Reproduce each of the rows below verbatim.

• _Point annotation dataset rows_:
** Begin **
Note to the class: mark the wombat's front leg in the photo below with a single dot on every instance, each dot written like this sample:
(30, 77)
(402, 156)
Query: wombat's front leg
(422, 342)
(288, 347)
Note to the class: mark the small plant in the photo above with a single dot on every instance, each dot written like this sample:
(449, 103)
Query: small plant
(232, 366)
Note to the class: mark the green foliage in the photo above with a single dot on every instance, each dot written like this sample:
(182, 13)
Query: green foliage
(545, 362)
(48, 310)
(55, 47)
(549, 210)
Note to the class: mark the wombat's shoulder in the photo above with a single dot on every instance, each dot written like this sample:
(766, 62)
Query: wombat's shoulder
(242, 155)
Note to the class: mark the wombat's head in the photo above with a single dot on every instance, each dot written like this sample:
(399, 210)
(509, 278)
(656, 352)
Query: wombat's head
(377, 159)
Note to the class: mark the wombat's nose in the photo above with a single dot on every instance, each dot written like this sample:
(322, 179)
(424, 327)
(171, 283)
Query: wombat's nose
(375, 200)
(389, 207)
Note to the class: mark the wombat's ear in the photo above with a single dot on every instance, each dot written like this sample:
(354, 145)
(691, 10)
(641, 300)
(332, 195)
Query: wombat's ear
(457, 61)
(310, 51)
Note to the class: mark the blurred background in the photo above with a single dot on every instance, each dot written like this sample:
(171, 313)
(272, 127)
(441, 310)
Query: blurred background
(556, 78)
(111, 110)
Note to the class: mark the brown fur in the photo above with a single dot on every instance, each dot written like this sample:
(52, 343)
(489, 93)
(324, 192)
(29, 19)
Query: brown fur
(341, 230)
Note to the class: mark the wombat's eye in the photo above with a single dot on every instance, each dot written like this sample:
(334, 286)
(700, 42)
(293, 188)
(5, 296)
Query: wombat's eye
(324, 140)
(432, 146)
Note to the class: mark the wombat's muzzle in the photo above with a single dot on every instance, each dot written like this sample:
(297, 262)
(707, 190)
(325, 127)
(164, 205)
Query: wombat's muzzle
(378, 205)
** End **
• _Full answer_:
Note to the class: mark the wombat's front leg in the photo below with a single dot on every instance, each dot written like this sample:
(30, 77)
(402, 156)
Query: wombat's front leg
(422, 342)
(288, 347)
Note to the class: mark the small plant in the photo above with a single dot on every instance, each dot written like this sample:
(449, 103)
Query: small plant
(232, 366)
Note to the class: mark the green foliage in the photo above with a single dot on every instance, each dot written like this sample:
(182, 13)
Query: green foliage
(545, 362)
(48, 310)
(55, 47)
(549, 210)
Note to the class: mark the wombat's shoulder in the photo above with a single dot on every instance, each dot written like this sample:
(766, 62)
Query: wombat's shoulder
(242, 155)
Note to the class: mark the wombat's head in the photo above with a single dot on every instance, each dot written like this sample:
(399, 210)
(509, 278)
(656, 352)
Query: wombat's head
(377, 159)
Note to the class: mark the wombat's nose in the photo above with a single dot on every instance, each dot written like this sample:
(322, 179)
(424, 327)
(171, 283)
Query: wombat's nose
(375, 200)
(389, 207)
Note to the class: mark the wombat's ear in the photo above with a single dot on every instance, each dot written like this sample:
(354, 145)
(691, 10)
(641, 300)
(332, 195)
Query: wombat's ear
(457, 61)
(310, 51)
Note to the class: mark the blurred background in the photo above with a single dot on every instance, each dot written like this sample:
(171, 313)
(272, 127)
(441, 310)
Query: blurred background
(556, 78)
(111, 110)
Note to the class: mark the brown fur in the photo above with a single dot on every instance, each dot written like this sample:
(52, 343)
(489, 93)
(324, 192)
(29, 19)
Query: brown fur
(341, 230)
Note to the class: mark the wombat's eye in the photo above with a single dot on every instance, each dot written like this sample:
(334, 286)
(700, 42)
(293, 188)
(5, 296)
Query: wombat's eye
(324, 140)
(432, 146)
Note to the class: mark the wombat's muzzle in the photo above with a single dot on every instance, each dot written like this sample:
(297, 262)
(707, 190)
(325, 127)
(164, 205)
Query: wombat's muzzle
(378, 205)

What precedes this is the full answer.